» **Exercice**: Veuillez recopier sans rien changer un passage de l'extrait sur Masami Charlotte Lavault ci-dessous : commencez aux mots contenant « Loin d’imaginer le » et arrêtez-vous après « français, moitié japonais. ».

» **Extrait choisi**:
☆ ☆ ☆ ☆

Cet été, KENZO présente la nouvelle version de sa fragrance iconique FLOWER BY KENZO L’Absolue. Pour cette occasion, la Maison a choisi une ambassadrice engagée : Masami Charlotte Lavault.
« Les fleurs sont le luxe de la nature »
En 2013, après avoir travaillé plus de dix ans en tant que designer industriel à Londres, cette franco-japonaise décide de tout quitter pour revenir à Paris et installer la première ferme florale au cœur de la capitale.
Son leitmotiv : cultiver des fleurs de façon durable et transmettre sa passion au plus grand nombre.
Loin d’imaginer le succès qu’elle allait rencontrer avec son projet, Masami Charlotte Lavault est aujourd’hui l’ambassadrice de la nouvelle fragrance FLOWER BY KENZO L’Absolue imaginée par Alberti Morillas. Sur le point d’ouvrir sa deuxième ferme et sa « School Flower » avec l’aide de la Maison KENZO, elle est également le visage de la nouvelle image Kenzo « pour un monde plus beau ».
Rencontre avec une passionnée, à la croisée du luxe et de la préservation de l’environnement
Pour commencer, pourriez-vous revenir sur votre parcours et la naissance de votre projet d’une ferme florale en plein Paris ?
Je m’appelle Masami Charlotte Lavault, mon nom est moitié français, moitié japonais.

☆ ☆ ☆ ☆

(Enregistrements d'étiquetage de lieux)
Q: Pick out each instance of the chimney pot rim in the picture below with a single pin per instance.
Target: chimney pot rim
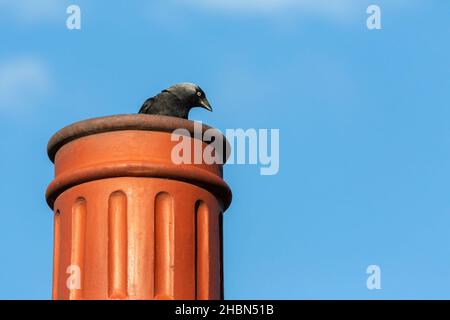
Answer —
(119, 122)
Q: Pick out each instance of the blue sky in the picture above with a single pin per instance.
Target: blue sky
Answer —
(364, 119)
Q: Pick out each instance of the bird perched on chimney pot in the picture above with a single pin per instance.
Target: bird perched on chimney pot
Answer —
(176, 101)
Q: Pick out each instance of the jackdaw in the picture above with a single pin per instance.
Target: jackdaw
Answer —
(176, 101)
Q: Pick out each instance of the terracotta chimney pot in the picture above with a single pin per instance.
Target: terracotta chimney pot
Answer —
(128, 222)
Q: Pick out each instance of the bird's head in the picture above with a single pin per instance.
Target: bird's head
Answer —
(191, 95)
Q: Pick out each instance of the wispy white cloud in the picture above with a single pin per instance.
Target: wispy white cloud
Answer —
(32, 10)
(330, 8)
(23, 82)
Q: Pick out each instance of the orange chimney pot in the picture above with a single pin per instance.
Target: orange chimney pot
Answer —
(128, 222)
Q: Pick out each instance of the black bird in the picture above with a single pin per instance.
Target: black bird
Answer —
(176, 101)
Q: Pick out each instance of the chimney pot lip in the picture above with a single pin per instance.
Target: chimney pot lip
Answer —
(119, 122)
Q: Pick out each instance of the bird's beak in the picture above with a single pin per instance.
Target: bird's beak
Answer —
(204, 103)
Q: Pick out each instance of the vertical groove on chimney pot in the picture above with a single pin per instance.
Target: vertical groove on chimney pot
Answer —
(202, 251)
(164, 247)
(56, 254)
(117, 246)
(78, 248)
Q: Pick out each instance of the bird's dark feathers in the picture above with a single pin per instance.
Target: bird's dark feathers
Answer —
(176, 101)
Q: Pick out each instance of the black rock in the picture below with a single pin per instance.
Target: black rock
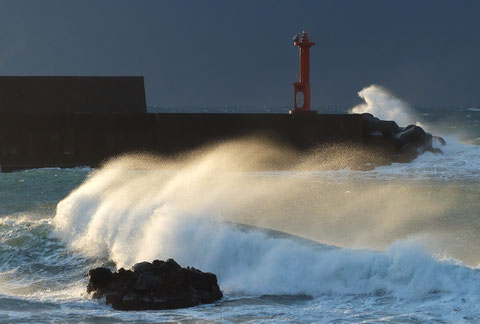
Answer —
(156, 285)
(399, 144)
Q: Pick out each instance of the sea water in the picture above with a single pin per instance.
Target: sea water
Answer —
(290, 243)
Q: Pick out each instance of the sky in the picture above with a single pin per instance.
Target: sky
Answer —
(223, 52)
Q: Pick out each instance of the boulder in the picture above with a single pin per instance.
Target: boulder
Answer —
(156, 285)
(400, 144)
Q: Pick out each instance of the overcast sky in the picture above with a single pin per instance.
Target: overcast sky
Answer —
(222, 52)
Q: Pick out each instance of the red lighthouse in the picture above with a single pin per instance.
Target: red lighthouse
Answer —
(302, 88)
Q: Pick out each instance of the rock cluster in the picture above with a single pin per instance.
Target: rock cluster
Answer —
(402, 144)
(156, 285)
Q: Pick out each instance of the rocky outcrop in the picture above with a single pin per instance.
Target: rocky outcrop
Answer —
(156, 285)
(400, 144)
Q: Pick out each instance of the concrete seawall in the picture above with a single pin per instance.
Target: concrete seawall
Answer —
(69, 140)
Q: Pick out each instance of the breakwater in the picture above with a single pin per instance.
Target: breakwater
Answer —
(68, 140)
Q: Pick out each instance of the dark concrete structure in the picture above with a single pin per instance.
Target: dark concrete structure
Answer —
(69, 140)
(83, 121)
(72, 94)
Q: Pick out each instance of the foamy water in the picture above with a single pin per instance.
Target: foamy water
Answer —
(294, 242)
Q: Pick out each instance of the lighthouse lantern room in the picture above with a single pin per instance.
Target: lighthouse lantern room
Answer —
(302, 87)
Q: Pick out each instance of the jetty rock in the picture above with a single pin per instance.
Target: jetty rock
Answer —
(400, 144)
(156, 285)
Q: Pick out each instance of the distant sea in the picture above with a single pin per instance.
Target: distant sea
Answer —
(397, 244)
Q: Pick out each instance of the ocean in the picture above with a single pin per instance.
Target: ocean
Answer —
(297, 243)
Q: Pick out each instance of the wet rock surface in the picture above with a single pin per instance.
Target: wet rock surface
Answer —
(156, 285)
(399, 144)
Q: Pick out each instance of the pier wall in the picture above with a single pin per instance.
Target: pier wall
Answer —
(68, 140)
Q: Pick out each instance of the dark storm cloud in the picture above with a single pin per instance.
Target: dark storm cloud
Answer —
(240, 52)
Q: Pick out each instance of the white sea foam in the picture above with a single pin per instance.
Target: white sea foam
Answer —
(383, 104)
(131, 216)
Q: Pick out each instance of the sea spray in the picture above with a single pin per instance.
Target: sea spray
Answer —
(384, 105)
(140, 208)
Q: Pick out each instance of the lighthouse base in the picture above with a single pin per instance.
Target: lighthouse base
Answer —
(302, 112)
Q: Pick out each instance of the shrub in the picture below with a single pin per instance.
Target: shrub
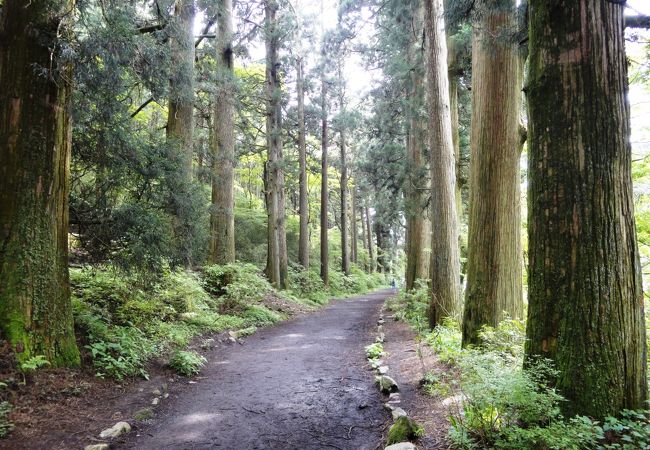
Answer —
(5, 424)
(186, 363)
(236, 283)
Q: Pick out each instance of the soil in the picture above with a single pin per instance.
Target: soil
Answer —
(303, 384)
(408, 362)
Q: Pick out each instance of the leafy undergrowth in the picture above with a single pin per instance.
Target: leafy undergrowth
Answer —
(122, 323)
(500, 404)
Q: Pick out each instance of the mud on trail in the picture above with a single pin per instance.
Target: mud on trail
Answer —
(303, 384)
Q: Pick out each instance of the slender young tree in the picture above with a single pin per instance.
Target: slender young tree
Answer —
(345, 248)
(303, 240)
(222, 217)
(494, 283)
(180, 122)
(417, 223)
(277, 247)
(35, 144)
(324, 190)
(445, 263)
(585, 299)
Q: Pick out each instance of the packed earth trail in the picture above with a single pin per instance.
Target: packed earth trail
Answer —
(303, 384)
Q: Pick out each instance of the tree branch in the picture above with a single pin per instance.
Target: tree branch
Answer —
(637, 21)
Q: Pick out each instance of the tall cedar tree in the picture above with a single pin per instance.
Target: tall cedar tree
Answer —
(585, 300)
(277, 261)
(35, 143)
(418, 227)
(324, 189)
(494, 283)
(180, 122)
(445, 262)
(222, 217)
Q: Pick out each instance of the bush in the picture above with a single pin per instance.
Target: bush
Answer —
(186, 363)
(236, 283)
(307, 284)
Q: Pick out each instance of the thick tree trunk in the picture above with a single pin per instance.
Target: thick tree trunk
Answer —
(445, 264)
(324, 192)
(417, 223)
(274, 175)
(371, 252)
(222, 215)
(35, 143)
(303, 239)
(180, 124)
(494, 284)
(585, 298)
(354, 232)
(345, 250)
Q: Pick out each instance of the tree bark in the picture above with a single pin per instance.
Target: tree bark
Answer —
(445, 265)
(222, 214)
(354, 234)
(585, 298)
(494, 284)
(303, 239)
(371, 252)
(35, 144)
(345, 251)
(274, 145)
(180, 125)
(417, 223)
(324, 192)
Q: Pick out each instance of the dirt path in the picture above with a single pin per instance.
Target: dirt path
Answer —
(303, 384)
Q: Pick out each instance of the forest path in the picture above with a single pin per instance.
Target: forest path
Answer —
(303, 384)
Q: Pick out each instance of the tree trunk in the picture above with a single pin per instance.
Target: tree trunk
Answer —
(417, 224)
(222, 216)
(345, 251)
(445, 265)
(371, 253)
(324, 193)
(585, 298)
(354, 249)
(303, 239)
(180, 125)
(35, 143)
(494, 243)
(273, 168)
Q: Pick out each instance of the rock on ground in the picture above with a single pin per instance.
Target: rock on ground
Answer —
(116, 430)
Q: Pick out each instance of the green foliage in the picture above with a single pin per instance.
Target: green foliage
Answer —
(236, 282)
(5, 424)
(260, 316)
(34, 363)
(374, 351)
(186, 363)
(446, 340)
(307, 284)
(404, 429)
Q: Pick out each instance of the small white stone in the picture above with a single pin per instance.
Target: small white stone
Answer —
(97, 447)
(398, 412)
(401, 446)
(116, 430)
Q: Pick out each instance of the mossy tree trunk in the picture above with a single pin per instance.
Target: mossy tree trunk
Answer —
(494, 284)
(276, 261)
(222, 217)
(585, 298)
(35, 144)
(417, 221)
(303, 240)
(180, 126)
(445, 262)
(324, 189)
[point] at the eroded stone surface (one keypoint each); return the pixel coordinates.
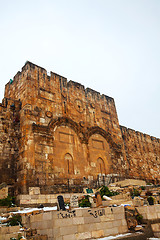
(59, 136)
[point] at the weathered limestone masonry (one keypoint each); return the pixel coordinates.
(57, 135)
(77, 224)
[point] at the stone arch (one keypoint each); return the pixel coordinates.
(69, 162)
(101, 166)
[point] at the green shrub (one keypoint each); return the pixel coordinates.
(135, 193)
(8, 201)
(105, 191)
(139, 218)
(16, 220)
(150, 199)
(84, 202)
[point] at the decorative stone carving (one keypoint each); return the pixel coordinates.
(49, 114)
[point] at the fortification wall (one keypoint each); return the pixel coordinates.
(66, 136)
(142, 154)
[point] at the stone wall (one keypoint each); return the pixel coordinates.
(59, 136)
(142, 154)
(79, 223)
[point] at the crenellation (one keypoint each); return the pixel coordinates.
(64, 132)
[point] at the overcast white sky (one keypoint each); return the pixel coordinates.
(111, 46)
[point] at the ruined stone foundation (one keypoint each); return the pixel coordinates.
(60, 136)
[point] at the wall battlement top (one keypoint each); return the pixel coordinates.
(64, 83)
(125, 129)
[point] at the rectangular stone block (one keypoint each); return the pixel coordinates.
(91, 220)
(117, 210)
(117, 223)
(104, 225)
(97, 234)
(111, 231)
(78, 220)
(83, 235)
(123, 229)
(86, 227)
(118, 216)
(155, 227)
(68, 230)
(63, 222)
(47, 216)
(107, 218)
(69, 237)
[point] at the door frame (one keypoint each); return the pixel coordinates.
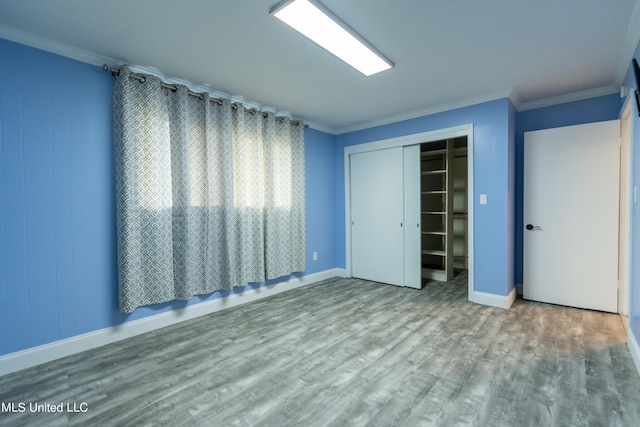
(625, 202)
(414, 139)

☆ ☆ ☆ ☆

» **Réponse attendue**:
Loin d’imaginer le succès qu’elle allait rencontrer avec son projet, Masami Charlotte Lavault est aujourd’hui l’ambassadrice de la nouvelle fragrance FLOWER BY KENZO L’Absolue imaginée par Alberti Morillas. Sur le point d’ouvrir sa deuxième ferme et sa « School Flower » avec l’aide de la Maison KENZO, elle est également le visage de la nouvelle image Kenzo « pour un monde plus beau ».
Rencontre avec une passionnée, à la croisée du luxe et de la préservation de l’environnement
Pour commencer, pourriez-vous revenir sur votre parcours et la naissance de votre projet d’une ferme florale en plein Paris ?
Je m’appelle Masami Charlotte Lavault, mon nom est moitié français, moitié japonais.